_Given request_
Reproduce the records below exactly as they appear, omitting any pictures they contain.

_Rows_
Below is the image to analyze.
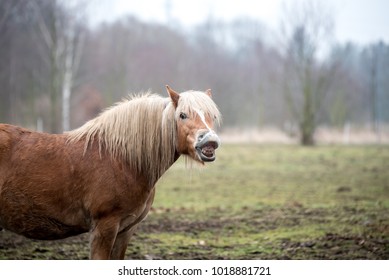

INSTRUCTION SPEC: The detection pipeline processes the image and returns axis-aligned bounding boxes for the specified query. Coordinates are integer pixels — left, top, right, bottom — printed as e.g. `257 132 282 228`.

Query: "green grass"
133 145 389 259
0 145 389 259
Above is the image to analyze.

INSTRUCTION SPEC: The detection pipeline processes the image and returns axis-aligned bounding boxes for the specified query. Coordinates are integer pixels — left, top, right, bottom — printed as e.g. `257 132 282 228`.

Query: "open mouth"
196 141 218 161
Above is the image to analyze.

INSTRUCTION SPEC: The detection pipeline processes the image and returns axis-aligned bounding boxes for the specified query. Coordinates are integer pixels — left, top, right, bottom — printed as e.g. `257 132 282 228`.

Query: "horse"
0 86 221 259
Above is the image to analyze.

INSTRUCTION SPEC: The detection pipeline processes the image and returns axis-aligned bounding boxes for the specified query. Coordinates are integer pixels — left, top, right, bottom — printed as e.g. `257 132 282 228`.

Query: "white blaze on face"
195 109 220 145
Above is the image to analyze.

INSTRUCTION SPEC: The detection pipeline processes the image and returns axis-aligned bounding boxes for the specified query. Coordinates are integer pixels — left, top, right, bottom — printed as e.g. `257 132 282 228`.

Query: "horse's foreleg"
90 217 119 260
111 225 138 260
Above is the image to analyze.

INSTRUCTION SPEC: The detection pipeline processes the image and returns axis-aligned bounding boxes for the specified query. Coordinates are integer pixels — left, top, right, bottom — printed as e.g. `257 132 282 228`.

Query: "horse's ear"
166 85 180 107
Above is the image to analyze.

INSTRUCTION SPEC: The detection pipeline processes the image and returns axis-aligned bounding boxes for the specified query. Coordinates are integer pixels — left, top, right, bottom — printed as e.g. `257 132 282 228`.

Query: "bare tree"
31 0 84 132
282 1 335 145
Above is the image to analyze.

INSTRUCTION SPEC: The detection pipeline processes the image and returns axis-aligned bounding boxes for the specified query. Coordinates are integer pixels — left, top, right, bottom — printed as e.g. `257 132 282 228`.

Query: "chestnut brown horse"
0 86 220 259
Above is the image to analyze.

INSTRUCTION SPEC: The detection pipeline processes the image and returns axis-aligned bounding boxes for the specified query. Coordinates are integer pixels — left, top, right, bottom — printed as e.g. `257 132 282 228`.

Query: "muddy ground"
0 206 389 260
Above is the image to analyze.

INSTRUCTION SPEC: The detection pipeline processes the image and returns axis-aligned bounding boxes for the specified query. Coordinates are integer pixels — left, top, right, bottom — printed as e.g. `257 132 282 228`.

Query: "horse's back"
0 124 87 239
0 124 14 163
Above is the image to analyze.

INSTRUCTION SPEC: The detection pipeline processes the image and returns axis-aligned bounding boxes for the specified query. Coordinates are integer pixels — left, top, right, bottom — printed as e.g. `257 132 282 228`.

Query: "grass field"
0 144 389 259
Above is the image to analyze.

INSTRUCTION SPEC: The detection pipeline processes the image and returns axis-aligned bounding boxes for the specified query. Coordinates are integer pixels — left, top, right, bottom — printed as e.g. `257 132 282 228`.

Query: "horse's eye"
180 112 188 120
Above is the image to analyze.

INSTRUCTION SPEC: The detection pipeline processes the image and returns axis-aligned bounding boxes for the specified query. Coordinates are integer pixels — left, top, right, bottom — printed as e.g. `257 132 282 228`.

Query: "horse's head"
166 86 220 163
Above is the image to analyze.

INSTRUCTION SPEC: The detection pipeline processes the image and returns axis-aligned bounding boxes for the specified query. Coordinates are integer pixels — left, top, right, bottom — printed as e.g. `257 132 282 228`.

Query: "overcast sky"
92 0 389 44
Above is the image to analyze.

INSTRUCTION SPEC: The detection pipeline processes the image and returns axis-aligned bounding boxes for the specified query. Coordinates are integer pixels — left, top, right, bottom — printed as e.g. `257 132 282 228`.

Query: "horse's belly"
0 186 89 240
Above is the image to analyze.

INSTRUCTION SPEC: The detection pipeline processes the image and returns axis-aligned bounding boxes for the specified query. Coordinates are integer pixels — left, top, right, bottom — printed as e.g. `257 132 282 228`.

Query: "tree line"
0 0 389 145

_Written solution_
Below is the image to analyze.

INSTRUCTION SPEC: The detection pipeline processes the image and returns axis-aligned bounding boxes for the specified query. Coordinates are integer pixels — left, top, right, bottom — printed as e.g. `257 132 282 228`.

Query: "green grass"
133 145 389 259
0 145 389 259
Above is the image to analyze.

INSTRUCTION SPEC: The detection pipeline processes the image and returns axis-aligned bounding boxes for the specified query. Coordinates are integer pixels — left, top, right, bottom — printed as e.g. `257 132 282 228`.

Query: "open mouth"
196 141 218 161
Above is the image to analyze.

INSTRUCTION SPEC: The detection pipeline processes the image and returns axis-aligned bounding boxes for the specified query. Coordinates are integer pixels — left, top, right, bottom — printed as e.g. `257 132 282 228`.

Query: "horse"
0 86 221 259
Above is the image to analyze.

INSTRUCTION SPEC: The detection pipeline processes the image and returns axis-aligned bounding boxes for the specified query. Coordinates are integer pixels — left, top, right, bottom — printed as e.g. `257 132 282 228`.

Query: "white blaze on face"
195 109 220 145
Above is the image to analyze.

INSTRUCTION SPEC: The detection pipeline processes the image and returns axis-aligned bounding boxes for the specified query. Coordinates are integer pixels — left, top, right, bottom — printed as e.g. `257 132 282 228`.

Query: "horse's foreleg"
90 217 119 260
111 225 138 260
Above is the image to analyze.

INSTRUCTION SPEC: The detection pipeline processes the image and returns axis-aligned bounding boxes for the specified query. Coordinates are integer pixels — left, top, right, bottom — printed as e.g. `257 132 282 228`.

Query: "horse's ear"
166 85 180 107
Above is the image to analyze.

INSTRUCTION SPEC: The detection pipeline processes the image and returns axis-aligned bounding boxes for the specified query. Coordinates are integer pixels — left, top, right, bottom — printed as e.g. `257 132 282 228`.

Query: "bare tree"
31 0 84 132
282 1 335 145
Above is the image to analyze.

INSTRUCTION SPEC: The detection pipeline processes the image and returns axis-aligned bounding boxes for the specified query. Coordinates are integer pixels — left, top, right, bottom — printed as e.g. `257 132 282 228`.

Query: "chestnut brown horse"
0 86 220 259
Above is the image to analyze.

INSTRUCTION SPEC: The detection pipeline processes the image and returns axis-aligned bounding boxes for the specified query. Coordinates are integer pixels — left, top, right, bottom — printed as e.g. `257 132 282 228`.

Query: "muddy ground"
0 206 389 260
Above is the image to analyze.

INSTRUCTION SPEC: The detection pipeline processes the image and returns axis-aligned bounding boxes for the specified query. Coordinates are integer pixels — left, top, right, bottom — printed as e.g. `257 132 282 228`.

Query: "horse's back"
0 124 87 239
0 124 14 163
Above is the image to analyze.

INSTRUCTION SPEC: The detection pipeline processes the image and returns axis-aligned bounding boxes for the specified query. Coordinates are integer pixels — left, top, right, bottom — printed as e.g. `257 132 282 228`.

Query: "grass field"
0 144 389 259
Above is the image to analyze.

INSTRUCTION SPEC: The detection pipeline processes the image and returns axis-aligned bounding boxes for the specified query. Coordinates are integer pixels — left, top, right, bottom — printed as e.g. `257 132 282 228`.

Query: "horse's eye"
180 112 188 120
Above is the image to analyze.

INSTRUCTION SPEC: The detection pipeline processes the image and returns axis-aligned bounding boxes for the specified query. Coordinates are integer pixels — left, top, right, bottom — printed as e.g. `257 132 282 228`.

Query: "horse's head"
166 86 220 163
Above is the image to analyze.

INSTRUCTION SPEC: The detection pipeline processes the image and returns axis-aligned bounding boxes for the specified query. Coordinates are integer pixels — left, top, right, bottom — printed as e.g. `257 132 282 228`.

Query: "overcast sky"
92 0 389 44
Above is the image to analyze.

INSTRUCTION SPEC: The detection pipeline processes the image and returns axis-aligned bounding boxes for the specified query. Coordinates are integer pixels — left, top, right, bottom — printed as e.g. `257 132 282 228`.

Query: "horse's belly"
0 186 89 240
Above is the image to analyze.

INSTRUCTION SPEC: The detection pipeline processes the image and returns axis-aligned bounding boxes for the specified query. Coordinates are integer pixels — left, top, right, bottom — printed as e.g. `257 132 282 228`.

Query: "tree line"
0 0 389 145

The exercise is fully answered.